# [À faire]
1 - D'après le passage sur l'accès à l'eau, quelle part de la population française est raccordée à un réseau de distribution d'eau ?
2 - Relevez toutes les difficultés que le passage sur l'accès à l'eau attribue aux personnes en difficulté.
3 - Poursuivez le passage sur l'accès à l'eau après sa dernière phrase.

# [Passage fourni]
==================================================
En France, justement, le droit à l’eau potable et à l’assainissement est une réalité pour la grande majorité de la population, et c’est une chance. 99 % des personnes sont aujourd’hui raccordées à un réseau de distribution d’eau.

Mais certaines catégories de population n’ont toujours pas d’accès à l’eau potable et à l’assainissement dans des conditions satisfaisantes :

-             il s’agit, d’une part, des personnes qui n’ont pas d’accès physique à l’eau, notamment les personnes sans‑abris ;

-             il s’agit, d’autre part, de personnes en difficulté qui ont du mal à régler leurs factures d’eau et font face à des impayés voire des coupures d’eau.

L’objet de cette proposition de loi, longuement travaillée, cela a été dit par Monsieur le Ministre, est donc de remédier à ces deux situations.
==================================================
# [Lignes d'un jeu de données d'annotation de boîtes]

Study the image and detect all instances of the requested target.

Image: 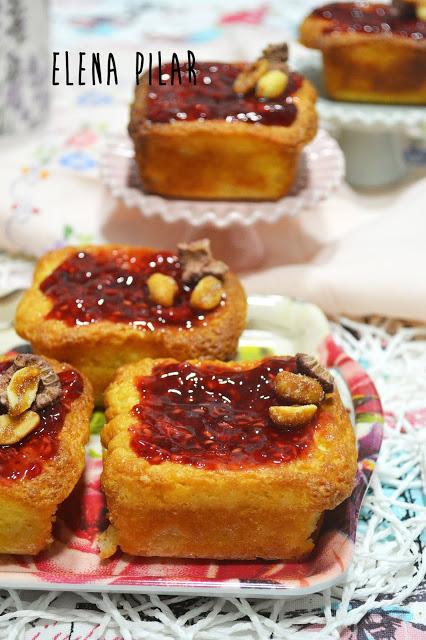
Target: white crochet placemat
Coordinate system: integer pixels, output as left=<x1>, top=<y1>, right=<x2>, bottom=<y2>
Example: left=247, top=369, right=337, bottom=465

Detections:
left=0, top=319, right=426, bottom=640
==================================================
# [Réponses rédigées]
1 - 99 % des personnes.

2 - Elles ont du mal à régler leurs factures d'eau, font face à des impayés et subissent parfois des coupures d'eau.

3 -
J’ai entendu, en commission, plusieurs de nos collègues exprimer des craintes quant à son contenu, notamment s’agissant des dispositions qui ont trait aux collectivités territoriales.

Ces craintes, je le dis fortement, sont totalement infondées si l’on regarde en détail les mesures que contient ce texte, au-delà de tout fantasmes et postures.

Que prévoit-il en effet ?

Premièrement, il inscrit dans la loi la reconnaissance d’un droit à l’eau potable et à l’assainissement. J’insiste sur le fait qu’il ne s’agit pas de créer ici un droit opposable, puisque la proposition de loi ne définit pas de voie de recours juridictionnel pour contraindre la puissance publique à agir. Mais il s’agit clairement d’affirmer ce droit.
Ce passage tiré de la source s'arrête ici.